EXCERPT TO READ:
===
Skip to main content
POST
/
v1
/
scorers
curl -X POST https://api.playgent.com/v1/scorers \
  -H "Authorization: Bearer your-api-key" \
  -H "Content-Type: application/json" \
  -d '{
    "name": "policy_compliance",
    "description": "Checks if the response adheres to company policies",
    "type": "llm_judge",
    "config": {
      "model": "gpt-4-turbo",
      "rubric": "You are evaluating whether an AI agent response complies with company policies.\n\nPolicies:\n{{policies}}\n\nAgent Response:\n{{output}}\n\nScore from 0-1 where 1 is fully compliant. List any violations. Explain your reasoning.",
      "output_schema": {
        "score": "number",
        "reasoning": "string",
        "violations": "array"
      }
    },
    "variables": {
      "policies": "1. Never promise refunds over $500 without manager approval\n2. Always verify customer identity before discussing order details\n3. Do not discuss competitor products"
    }
  }'
{
  "scorer_id": "scorer_abc123",
  "name": "policy_compliance"
}

Documentation Index

Fetch the complete documentation index at: https://playgent.mintlify.app/llms.txt

Use this file to discover all available pages before exploring further.

Create a custom scorer for domain-specific evaluation criteria. Playgent provides 27 built-in metrics (RAG, safety, agentic, multi-turn), but use this endpoint when you need evaluation logic specific to your use case.
===
GIVEN INFORMATION:

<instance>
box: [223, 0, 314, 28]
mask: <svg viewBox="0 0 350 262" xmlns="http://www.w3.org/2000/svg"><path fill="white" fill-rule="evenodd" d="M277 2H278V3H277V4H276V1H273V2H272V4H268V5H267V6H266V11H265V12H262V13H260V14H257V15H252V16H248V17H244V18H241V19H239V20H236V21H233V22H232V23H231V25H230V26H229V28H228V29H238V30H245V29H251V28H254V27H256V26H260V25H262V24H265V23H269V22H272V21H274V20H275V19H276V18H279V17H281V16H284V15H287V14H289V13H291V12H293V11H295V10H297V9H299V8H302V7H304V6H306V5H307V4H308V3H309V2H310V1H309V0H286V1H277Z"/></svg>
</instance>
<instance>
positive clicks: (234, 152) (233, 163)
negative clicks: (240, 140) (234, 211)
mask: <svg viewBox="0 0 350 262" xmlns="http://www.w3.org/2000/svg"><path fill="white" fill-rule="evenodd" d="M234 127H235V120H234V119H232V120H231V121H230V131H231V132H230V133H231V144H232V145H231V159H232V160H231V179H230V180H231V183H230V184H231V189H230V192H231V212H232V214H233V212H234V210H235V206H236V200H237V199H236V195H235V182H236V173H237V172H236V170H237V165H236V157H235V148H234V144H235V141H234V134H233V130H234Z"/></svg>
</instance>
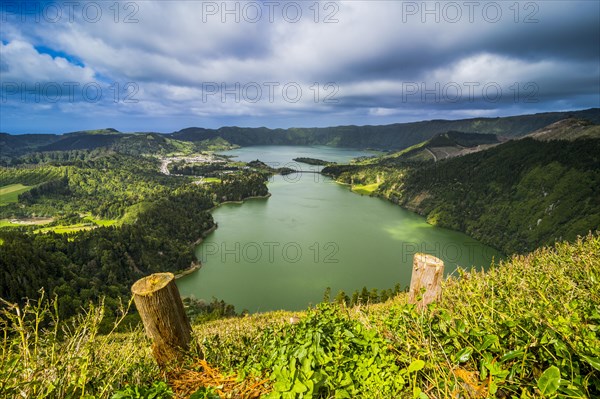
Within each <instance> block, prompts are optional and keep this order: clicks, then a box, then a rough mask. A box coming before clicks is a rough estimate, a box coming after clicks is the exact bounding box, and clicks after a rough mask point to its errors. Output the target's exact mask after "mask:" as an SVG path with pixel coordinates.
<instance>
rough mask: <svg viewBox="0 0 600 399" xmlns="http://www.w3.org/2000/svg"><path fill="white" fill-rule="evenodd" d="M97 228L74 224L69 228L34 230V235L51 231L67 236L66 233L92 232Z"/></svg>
mask: <svg viewBox="0 0 600 399" xmlns="http://www.w3.org/2000/svg"><path fill="white" fill-rule="evenodd" d="M94 228H96V226H90V225H89V224H87V223H78V224H72V225H69V226H61V225H59V226H50V227H42V228H41V229H37V230H34V231H33V232H34V233H36V234H37V233H48V232H49V231H53V232H55V233H57V234H66V233H75V232H77V231H83V230H91V229H94Z"/></svg>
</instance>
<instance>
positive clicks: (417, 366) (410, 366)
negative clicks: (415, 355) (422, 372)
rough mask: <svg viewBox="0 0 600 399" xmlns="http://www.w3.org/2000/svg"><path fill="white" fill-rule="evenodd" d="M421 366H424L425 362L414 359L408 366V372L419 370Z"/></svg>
mask: <svg viewBox="0 0 600 399" xmlns="http://www.w3.org/2000/svg"><path fill="white" fill-rule="evenodd" d="M423 367H425V362H424V361H423V360H420V359H419V360H415V361H413V362H412V363H411V364H410V366H408V372H409V373H414V372H415V371H419V370H421V369H422V368H423Z"/></svg>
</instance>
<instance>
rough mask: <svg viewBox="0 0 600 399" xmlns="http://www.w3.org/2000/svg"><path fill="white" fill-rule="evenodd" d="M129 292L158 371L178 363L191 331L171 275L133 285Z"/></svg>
mask: <svg viewBox="0 0 600 399" xmlns="http://www.w3.org/2000/svg"><path fill="white" fill-rule="evenodd" d="M131 291H132V292H133V300H134V302H135V306H136V308H137V310H138V312H139V313H140V317H141V318H142V322H143V323H144V329H145V330H146V335H148V338H150V339H151V340H152V352H153V355H154V358H155V359H156V362H157V363H158V365H159V367H161V368H165V367H167V366H171V365H173V364H176V363H180V362H181V361H182V360H183V358H184V356H185V354H186V353H187V352H188V350H189V346H190V342H191V340H192V327H191V326H190V322H189V320H188V318H187V315H186V314H185V310H184V308H183V302H182V301H181V296H180V295H179V290H178V289H177V285H175V276H174V275H173V273H155V274H152V275H150V276H147V277H144V278H142V279H140V280H138V281H136V282H135V284H133V286H132V287H131Z"/></svg>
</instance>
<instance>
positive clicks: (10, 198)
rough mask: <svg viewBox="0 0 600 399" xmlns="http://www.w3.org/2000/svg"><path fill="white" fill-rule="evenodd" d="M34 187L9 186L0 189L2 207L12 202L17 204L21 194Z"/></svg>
mask: <svg viewBox="0 0 600 399" xmlns="http://www.w3.org/2000/svg"><path fill="white" fill-rule="evenodd" d="M32 187H33V186H24V185H22V184H9V185H8V186H3V187H0V206H2V205H6V204H8V203H10V202H17V201H18V199H19V194H21V193H24V192H25V191H27V190H30V189H31V188H32Z"/></svg>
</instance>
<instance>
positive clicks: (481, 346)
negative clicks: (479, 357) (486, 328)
mask: <svg viewBox="0 0 600 399" xmlns="http://www.w3.org/2000/svg"><path fill="white" fill-rule="evenodd" d="M496 342H498V336H497V335H493V334H492V335H486V336H485V338H484V340H483V342H482V343H481V345H480V346H479V348H478V349H479V350H480V351H483V350H486V349H487V348H489V347H490V346H492V345H493V344H495V343H496Z"/></svg>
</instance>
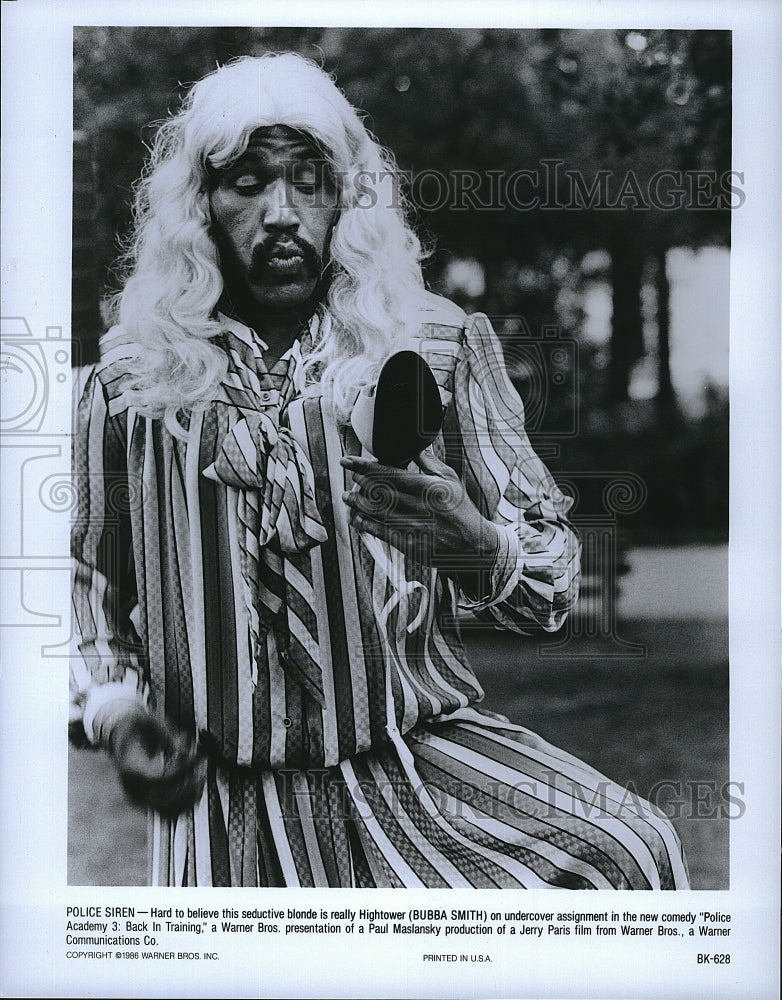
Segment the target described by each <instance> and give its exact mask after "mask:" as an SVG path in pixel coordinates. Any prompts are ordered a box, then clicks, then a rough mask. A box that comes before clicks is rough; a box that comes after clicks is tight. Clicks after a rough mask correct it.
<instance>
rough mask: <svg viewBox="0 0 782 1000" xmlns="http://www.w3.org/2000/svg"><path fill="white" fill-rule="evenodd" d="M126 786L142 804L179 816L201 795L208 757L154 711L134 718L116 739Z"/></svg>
===
EXERCISE INSTRUCTIONS:
a) List the categories of built-in metrics that the scorer documentation page names for Playgent.
b) Reproduce the portion of the scorer documentation page from "Fetch the complete" to "your use case." without any changes.

EXERCISE ANSWERS:
a) RAG, safety, agentic, multi-turn

b)
Fetch the complete documentation index at: https://playgent.mintlify.app/llms.txt

Use this file to discover all available pages before exploring further.

Create a custom scorer for domain-specific evaluation criteria. Playgent provides 27 built-in metrics (RAG, safety, agentic, multi-turn), but use this endpoint when you need evaluation logic specific to your use case.